▶ _EXCERPTED TEXT_:
# # # # #
Dynamic Agents on GCP

This document describes how to install, configure, and upgrade a deployment of PEDL with Dynamic Agents on GCP. PEDL consists of several components:

  • a master that schedules workloads and stores metadata
  • one or more agents that run workloads, typically using GPUs

When running PEDL with Dynamic Agents, the PEDL master dynamically provisions and terminates Compute Engine instances to meet the needs of the cluster.

  • Provisioning new PEDL agents is quick: we make API calls to GCP to provision new instances within a few seconds of new tasks arriving. Within a few minutes new instances will have registered themselves with the PEDL master and start running tasks.
  • When PEDL agents become idle, we give them a five minute grace period before terminating the instances. This grace period provides for a short interval of time for the PEDL agent instance to receive new tasks.

The PEDL master and agents should typically be installed and configured by a system administrator. Each user of PEDL should also install a copy of the command-line tools, as described here.

These instructions describe how to install PEDL with Dynamic Agents on GCP.

System Requirements

Compute Engine Project

The PEDL master and the PEDL agents are intended to run in the same project.

Instance Labels

When using Dynamic Agents on GCP, PEDL identifies the Compute Engine instances that it is managing using a configurable instance label (see configuration for details). Administrators should be careful to ensure that this label is not used by other Compute Engine instances that are launched outside of PEDL; if that assumption is violated, unexpected behavior may occur.

Compute Engine Images

  • The PEDL master node will run on a custom image that will be shared with you by Determined AI.

  • PEDL agent nodes will run on a custom image that will be shared with you by Determined AI.
# # # # #
▶ _STATED TASK 1_:
Which section headings appear in the Dynamic Agents on GCP text, not counting its title?
▶ _STATED TASK 2_:
Transcribe word for word the part of the Dynamic Agents on GCP text starting with "When using Dynamic" and going on through "behavior may occur.".

▶ _DATA LINES_:
# # # # #
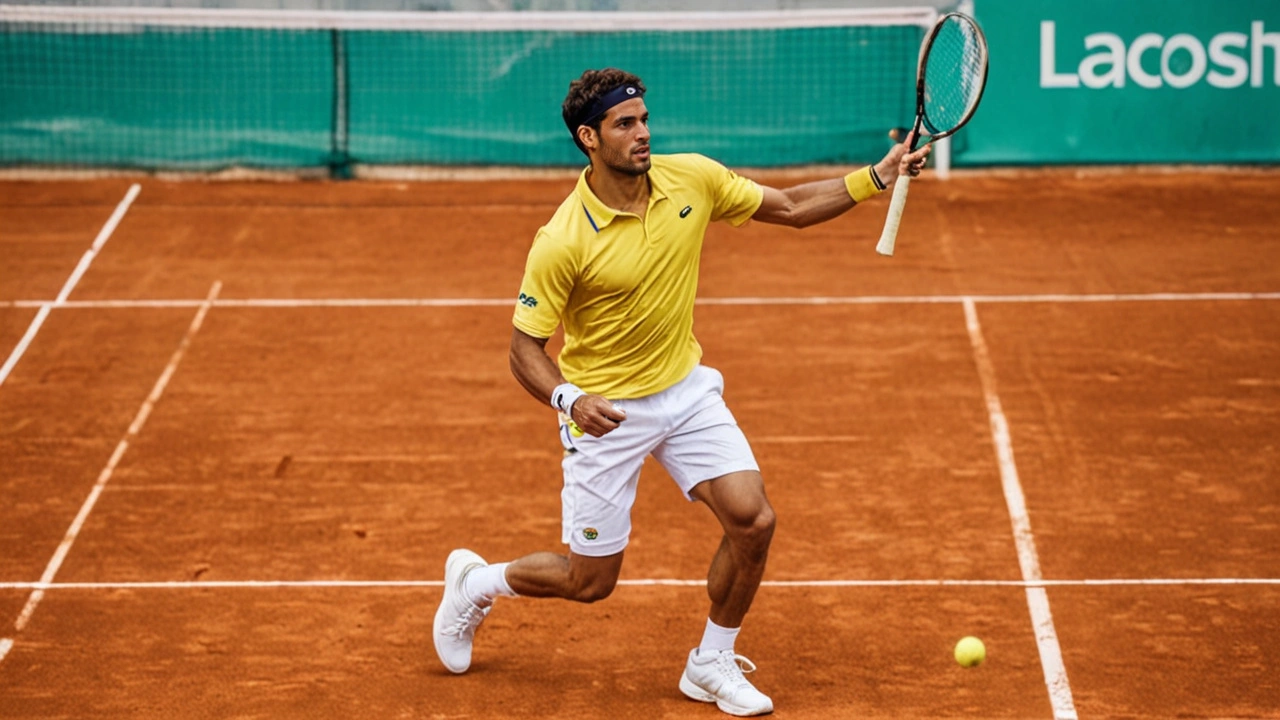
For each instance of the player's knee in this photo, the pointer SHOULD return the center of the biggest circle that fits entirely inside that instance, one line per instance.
# # # # #
▶ _WORKED SOLUTION 1_:
System Requirements
Compute Engine Project
Instance Labels
Compute Engine Images

▶ _WORKED SOLUTION 2_:
When using Dynamic Agents on GCP, PEDL identifies the Compute Engine instances that it is managing using a configurable instance label (see configuration for details). Administrators should be careful to ensure that this label is not used by other Compute Engine instances that are launched outside of PEDL; if that assumption is violated, unexpected behavior may occur.